Pobili kierowcę autobusu na oczach pasażerów
08.02.2008
Iwona Sobczyk,
Alert24, Gazeta Wyborcza, 09.02.2008 r.
W środę w nocy kierowca miejskiego autobusu w Katowicach został pobity przez pijanych chuliganów. Pasażerowie nie tylko mu nie pomogli, ale mieli pretensje, że autobus nie pojedzie dalej.
O całym zajściu zawiadomił nas przez Alert24 inny kierowca katowickiego PKM-u. - Rano przyszedłem do pracy, dowiedziałem się, co się stało, zajrzałem do kabiny tego autobusu, a tam koszula, krawat leży, wszystko we krwi. Trzeba mówić głośno, że coraz częściej spotykamy się już nie tylko z chamstwem, ale i z agresją - opowiada zdenerwowany. Zgadza się rozmawiać pod warunkiem, że nie podam nawet jego prawdziwego imienia. Boi się, że chuligani, którzy o mało nie zatłukli jego kolegi, dorwą też jego.
Pobity kierowca też nie chce podać nazwiska. Ma złamany nos, wybite dwa zęby, podbite oczy i poranioną twarz. - Chcę tylko spokojnie pracować. Chociaż teraz to żona mi powtarza, żebym się zwolnił, bo się boi, że kiedyś z tej roboty nie wrócę - mówi.
Wszystko zaczęło się w środę po godz. 22, gdy podjechał "12" na pętlę w Katowicach Ligocie. Kierowcy tego miejsca nie lubią, bo tuż obok, w lasku, spotyka się często nieciekawe towarzystwo. W środę tak właśnie było. - Miałem kilkuminutową przerwę, gdy podeszło dwóch wyrostków. Uwiesili się na lusterkach wozu, więc otworzyłem drzwi i powiedziałem, żeby przestali. Zwyzywali mnie, ale odeszli - opowiada pobity szofer.
O tym, że nie będzie łatwo, przekonał się już chwilę później. Na przystanku wsiadła dwójka, której dopiero się pozbył, a razem z nią dwóch kompanów. Palili papierosy, pili wódkę, nic sobie nie robili z obecności kilkunastu innych pasażerów. Gdy szofer kazał im wysiadać, wyciągnęli go z kabiny i zaczęli bić. - Pięściami i czymś ostrym, chyba butelką. Wszystko trwało może z 10 minut.
Żaden z pasażerów nie zareagował, nikt nawet nie wyciągnął komórki, żeby zadzwonić na policję. Totalna zimnica! - denerwuje się kierowca. Sam nie wie, jak mu udało się wypchnąć z autobusu pijanych napastników, zatrzasnąć drzwi i odjechać. Miał szczęście, bo chuligani już złapali za jakieś drągi, które leżały obok przystanku. Wyżyli się na karoserii autobusu.
Po przeprawie z chuliganami czekała go teraz druga, z pozostałymi pasażerami, gdy podjechał pod komisariat. - Usłyszałem, żebym się nie wygłupiał i jechał normalnie, bo przecież nic mi nie jest. Nikt też nie chciał złożyć zeznań - opowiada oburzony szofer.
Kilkadziesiąt minut później, gdy w towarzystwie policjantów objechał dzielnicę, po chuliganach nie było już oczywiście śladu.

» **CELE**
A: Jakie obrażenia odniósł pobity kierowca według artykułu o pobiciu kierowcy autobusu?
B: Czy poniższe stwierdzenia zgadzają się z artykułem o pobiciu kierowcy autobusu? Przy każdym odpowiedz „tak” lub „nie” i przytocz rozstrzygające słowa artykułu.
(i) O zajściu zawiadomił redakcję przez Alert24 sam pobity kierowca.
(ii) Napastnicy bili kierowcę między innymi pięściami.
(iii) Żaden z pasażerów nie chciał złożyć zeznań.
C: Przepisz bez żadnych zmian fragment artykułu o pobiciu kierowcy autobusu, począwszy od słów „Żaden z pasażerów” aż po słowa „na karoserii autobusu.”.

» **WYBRANE WIERSZE**
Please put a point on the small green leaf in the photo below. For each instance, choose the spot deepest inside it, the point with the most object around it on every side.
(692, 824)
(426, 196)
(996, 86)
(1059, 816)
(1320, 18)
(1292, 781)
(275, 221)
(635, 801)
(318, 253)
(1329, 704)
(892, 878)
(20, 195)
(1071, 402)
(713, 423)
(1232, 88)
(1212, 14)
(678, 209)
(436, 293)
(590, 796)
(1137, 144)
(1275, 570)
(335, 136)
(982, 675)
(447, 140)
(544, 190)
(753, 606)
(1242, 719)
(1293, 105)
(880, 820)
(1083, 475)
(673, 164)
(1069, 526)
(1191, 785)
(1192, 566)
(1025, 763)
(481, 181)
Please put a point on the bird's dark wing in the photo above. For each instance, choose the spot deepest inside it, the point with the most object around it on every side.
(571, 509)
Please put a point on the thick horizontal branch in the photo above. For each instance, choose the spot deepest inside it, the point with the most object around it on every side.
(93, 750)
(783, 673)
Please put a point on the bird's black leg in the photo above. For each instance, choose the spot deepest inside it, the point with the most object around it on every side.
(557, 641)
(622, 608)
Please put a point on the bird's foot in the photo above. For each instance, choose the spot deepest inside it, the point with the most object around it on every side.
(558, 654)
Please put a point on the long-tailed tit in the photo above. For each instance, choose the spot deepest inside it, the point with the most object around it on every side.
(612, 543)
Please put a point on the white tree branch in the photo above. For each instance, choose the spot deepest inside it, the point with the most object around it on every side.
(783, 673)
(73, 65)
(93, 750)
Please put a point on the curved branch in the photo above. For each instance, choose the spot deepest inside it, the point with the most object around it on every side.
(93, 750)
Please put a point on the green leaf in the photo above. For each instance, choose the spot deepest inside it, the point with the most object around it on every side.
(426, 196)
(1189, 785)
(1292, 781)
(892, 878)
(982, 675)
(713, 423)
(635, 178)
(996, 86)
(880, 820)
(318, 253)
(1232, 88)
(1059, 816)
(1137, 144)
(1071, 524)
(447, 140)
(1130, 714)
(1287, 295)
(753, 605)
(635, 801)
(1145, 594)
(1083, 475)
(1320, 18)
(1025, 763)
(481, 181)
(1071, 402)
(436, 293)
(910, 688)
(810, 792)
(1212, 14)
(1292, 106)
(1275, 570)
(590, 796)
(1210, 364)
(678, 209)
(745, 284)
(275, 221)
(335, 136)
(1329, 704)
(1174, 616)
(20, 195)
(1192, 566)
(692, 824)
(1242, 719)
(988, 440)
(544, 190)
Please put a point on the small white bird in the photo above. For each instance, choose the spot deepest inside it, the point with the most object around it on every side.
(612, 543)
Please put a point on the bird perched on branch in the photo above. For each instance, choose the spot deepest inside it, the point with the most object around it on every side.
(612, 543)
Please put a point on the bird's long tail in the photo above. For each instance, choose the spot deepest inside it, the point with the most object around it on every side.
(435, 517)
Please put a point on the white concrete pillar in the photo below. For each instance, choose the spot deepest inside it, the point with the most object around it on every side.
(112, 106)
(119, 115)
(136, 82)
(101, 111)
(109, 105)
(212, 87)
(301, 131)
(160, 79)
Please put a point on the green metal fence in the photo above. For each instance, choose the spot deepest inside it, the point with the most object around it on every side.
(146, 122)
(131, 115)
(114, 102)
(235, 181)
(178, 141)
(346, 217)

» **ROZWIĄZANIA ZADAŃ**
A: Złamany nos, wybite dwa zęby, podbite oczy i poranioną twarz.

B:
(i) Nie: „O całym zajściu zawiadomił nas przez Alert24 inny kierowca katowickiego PKM-u.”
(ii) Tak: „Pięściami i czymś ostrym, chyba butelką.”
(iii) Tak: „Nikt też nie chciał złożyć zeznań”.

C:
Żaden z pasażerów nie zareagował, nikt nawet nie wyciągnął komórki, żeby zadzwonić na policję. Totalna zimnica! - denerwuje się kierowca. Sam nie wie, jak mu udało się wypchnąć z autobusu pijanych napastników, zatrzasnąć drzwi i odjechać. Miał szczęście, bo chuligani już złapali za jakieś drągi, które leżały obok przystanku. Wyżyli się na karoserii autobusu.